TASKS TO COMPLETE:
1. Answer these from the article on Modi's war on cash below:
(a) What place name opens the article's first paragraph?
(b) What percentage of India's currency does the article say was outlawed?
(c) According to the Tufts researchers, which model did India choose over a telecoms-led one?
2. In the article on Modi's war on cash below, transcribe everything from "Narendra Modi’s war" down to "of settling transactions.".

EXTRACT TO READ:
########

Narendra Modi’s war on cash needed a different approach
2 min read 20 Dec 2016, 08:30 AM ISTNarendra Modi's government could still meet its goal of a 'less-cash' society if physical money were to be gradually replaced by a national digital currency

Singapore: As India continues its scorched-earth campaign against cash, the question baffling many analysts is why a country so unfamiliar with digital payments would outlaw 86% of its currency, the most-favoured method of settling transactions.
Beyond showing the enormity of the challenge facing Prime Minister Narendra Modi, these statistics are of little relevance now. What’s done is done. With Modi asking people to embrace electronic payments as a way of life, investors want to know what shape these digital networks will take, and who’ll own them: banks, or non-banks such as telcos and e-wallet apps? Either party’s dominance will be wholly artificial.
The Tufts researchers see it differently. India, they say, has erred in choosing a bank-led model over a telecoms-led one. “Consumers have been left unaware of how they might use mobile phones for services other than communications, texting, or Facebook."

########

DATA EXCERPT:
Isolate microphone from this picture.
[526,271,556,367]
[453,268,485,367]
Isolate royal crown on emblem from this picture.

########

TASK RESULTS:
1.
(a) Singapore
(b) 86%
(c) A bank-led model

2.
Narendra Modi’s war on cash needed a different approach
2 min read 20 Dec 2016, 08:30 AM ISTNarendra Modi's government could still meet its goal of a 'less-cash' society if physical money were to be gradually replaced by a national digital currency

Singapore: As India continues its scorched-earth campaign against cash, the question baffling many analysts is why a country so unfamiliar with digital payments would outlaw 86% of its currency, the most-favoured method of settling transactions.